#### [ARTICLE]
^^^^^^^^

Thursday, July 31, 2008
We received the following news release from the Human Rights Campaign. There are several reports that President Bush lifted the HIV ban for the United States, but actually the ban simply reverted from a statutory ban to an administrative ban. It remains in place until the Secretary of Health and Human Services lifts it. The U.S. was one of the first countries to impose an HIV travel ban, despite public health evidence that such a ban would be counterproductive in many instances.
Hat tip to Rex Wockner.
HUMAN RIGHTS CAMPAIGN
FOR IMMEDIATE RELEASE: July 30, 2008
Brad Luna | Phone: 202/216.1514 | Cell: 202/812.8140
Trevor Thomas | Phone: 202/216.1547 | Cell: 202/250.9758
President Signs Bill Repealing Discriminatory HIV Travel and Immigration Law
HRC calls on Department of Health and Human Services to update regulations
WASHINGTON - The Human Rights Campaign, the nation's largest gay, lesbian, bisexual and transgender civil rights organization, today called on the Department of Health and Human Services to update its regulations following the President's signing of legislation to reauthorize PEPFAR, the President's Emergency Plan for AIDS Relief. Included in this measure was a provision to repeal our nation's discriminatory law barring HIV-positive visitors and immigrants. The PEPFAR bill passed the Senate on July 16 and the U.S. House passed the bill last week.

^^^^^^^^

#### [TASK OBJECTIVE]
Repeat a stretch of the HIV travel ban post word for word, starting at the words that contain "Thursday, July 31, 2008" and stopping after "to Rex Wockner.".

#### [GIVEN INFORMATION]
^^^^^^^^

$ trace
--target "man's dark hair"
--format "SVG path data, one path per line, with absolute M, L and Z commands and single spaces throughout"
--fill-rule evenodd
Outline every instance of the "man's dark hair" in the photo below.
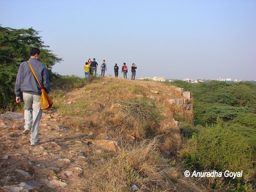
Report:
M 37 53 L 38 55 L 40 54 L 40 50 L 39 49 L 36 47 L 32 47 L 30 50 L 30 56 L 35 56 Z

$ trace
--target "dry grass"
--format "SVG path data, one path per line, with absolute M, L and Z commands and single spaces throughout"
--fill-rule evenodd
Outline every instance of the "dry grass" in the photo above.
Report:
M 163 166 L 157 163 L 160 143 L 159 137 L 156 137 L 120 150 L 95 173 L 92 191 L 131 191 L 134 184 L 141 191 L 167 189 L 167 179 L 160 172 Z

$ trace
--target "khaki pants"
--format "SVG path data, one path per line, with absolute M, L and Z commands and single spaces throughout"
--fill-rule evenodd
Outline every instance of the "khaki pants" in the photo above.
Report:
M 25 129 L 30 130 L 31 137 L 30 143 L 35 144 L 38 140 L 39 122 L 42 116 L 41 109 L 41 96 L 23 93 L 24 100 L 24 119 Z M 32 125 L 33 120 L 33 126 Z

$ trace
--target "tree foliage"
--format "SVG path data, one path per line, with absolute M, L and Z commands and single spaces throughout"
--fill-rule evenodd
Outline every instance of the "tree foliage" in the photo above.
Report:
M 40 49 L 41 61 L 52 76 L 52 66 L 62 61 L 47 49 L 49 47 L 44 44 L 41 37 L 38 36 L 39 32 L 32 28 L 15 29 L 0 26 L 0 108 L 13 105 L 11 101 L 15 98 L 19 67 L 20 63 L 29 59 L 32 47 Z

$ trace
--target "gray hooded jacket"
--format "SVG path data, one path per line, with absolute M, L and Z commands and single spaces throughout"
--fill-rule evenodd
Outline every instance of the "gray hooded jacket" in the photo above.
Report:
M 41 85 L 45 88 L 47 93 L 49 90 L 49 75 L 45 66 L 35 58 L 29 60 Z M 27 61 L 21 63 L 17 74 L 15 85 L 15 94 L 19 97 L 20 91 L 41 95 L 41 89 L 35 78 Z

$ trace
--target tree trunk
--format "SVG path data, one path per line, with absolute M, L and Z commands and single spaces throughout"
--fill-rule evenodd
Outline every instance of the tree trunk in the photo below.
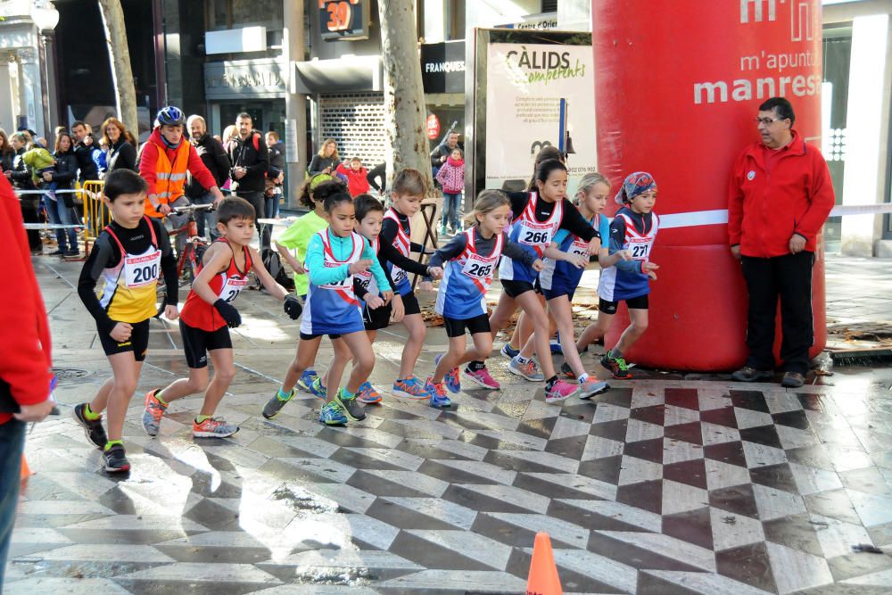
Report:
M 378 0 L 381 21 L 381 54 L 384 70 L 384 134 L 386 135 L 387 187 L 400 169 L 412 168 L 424 176 L 427 195 L 436 203 L 434 229 L 442 205 L 434 186 L 425 120 L 427 108 L 421 82 L 415 0 Z M 425 201 L 427 202 L 427 201 Z M 426 244 L 424 210 L 412 220 L 412 239 Z
M 139 138 L 139 120 L 136 119 L 136 91 L 133 87 L 130 70 L 130 51 L 127 46 L 124 27 L 124 9 L 120 0 L 97 0 L 105 29 L 105 43 L 109 47 L 112 83 L 114 85 L 118 117 L 134 136 Z

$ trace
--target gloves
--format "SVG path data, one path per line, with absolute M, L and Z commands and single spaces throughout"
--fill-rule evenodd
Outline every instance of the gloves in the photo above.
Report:
M 303 312 L 303 306 L 293 295 L 285 296 L 285 313 L 291 317 L 292 320 L 297 320 Z
M 217 311 L 226 320 L 226 324 L 229 328 L 235 328 L 242 324 L 242 315 L 238 313 L 238 310 L 232 304 L 223 298 L 214 302 L 214 308 L 217 309 Z

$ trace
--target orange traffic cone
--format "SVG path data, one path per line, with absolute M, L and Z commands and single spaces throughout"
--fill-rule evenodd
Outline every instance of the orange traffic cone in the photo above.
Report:
M 547 533 L 536 533 L 533 546 L 530 577 L 526 581 L 526 595 L 563 595 L 558 566 L 551 552 L 551 540 Z

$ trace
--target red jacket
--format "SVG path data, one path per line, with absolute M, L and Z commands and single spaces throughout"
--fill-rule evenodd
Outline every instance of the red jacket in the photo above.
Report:
M 152 131 L 149 136 L 149 140 L 145 142 L 143 145 L 142 155 L 139 158 L 139 175 L 143 177 L 143 179 L 146 181 L 149 185 L 149 191 L 146 194 L 146 215 L 149 217 L 160 217 L 158 213 L 154 211 L 152 205 L 148 202 L 148 196 L 157 194 L 155 190 L 155 184 L 158 182 L 158 152 L 163 151 L 164 154 L 167 155 L 168 161 L 173 165 L 174 169 L 178 172 L 182 169 L 183 177 L 180 178 L 181 183 L 176 185 L 175 196 L 169 197 L 159 197 L 160 203 L 173 202 L 178 198 L 183 195 L 183 186 L 186 184 L 186 169 L 189 170 L 192 177 L 201 184 L 205 190 L 210 190 L 211 188 L 217 186 L 217 180 L 214 179 L 213 174 L 205 167 L 204 162 L 202 161 L 201 156 L 198 154 L 198 151 L 195 147 L 189 142 L 188 136 L 184 134 L 180 143 L 186 143 L 186 146 L 189 148 L 189 159 L 186 164 L 186 168 L 182 169 L 182 164 L 176 163 L 177 161 L 177 149 L 169 149 L 164 141 L 161 139 L 161 128 L 155 128 Z M 177 173 L 177 172 L 175 172 Z
M 50 393 L 50 331 L 44 299 L 31 268 L 31 254 L 12 186 L 0 176 L 0 253 L 8 283 L 0 283 L 0 378 L 20 405 L 37 405 Z M 0 413 L 0 424 L 12 417 Z
M 762 143 L 740 154 L 728 185 L 728 236 L 744 256 L 771 258 L 789 253 L 789 238 L 815 238 L 836 202 L 833 184 L 821 152 L 793 132 L 792 142 L 773 156 L 766 169 Z M 769 173 L 770 170 L 770 173 Z
M 347 178 L 347 192 L 353 198 L 356 198 L 359 194 L 368 192 L 368 169 L 366 168 L 359 168 L 359 171 L 354 171 L 353 168 L 350 165 L 344 165 L 345 161 L 342 161 L 340 165 L 337 166 L 335 171 L 343 175 Z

^^^^^^^^

#### [COMPLETE RESPONSE]
Thursday, July 31, 2008
We received the following news release from the Human Rights Campaign. There are several reports that President Bush lifted the HIV ban for the United States, but actually the ban simply reverted from a statutory ban to an administrative ban. It remains in place until the Secretary of Health and Human Services lifts it. The U.S. was one of the first countries to impose an HIV travel ban, despite public health evidence that such a ban would be counterproductive in many instances.
Hat tip to Rex Wockner.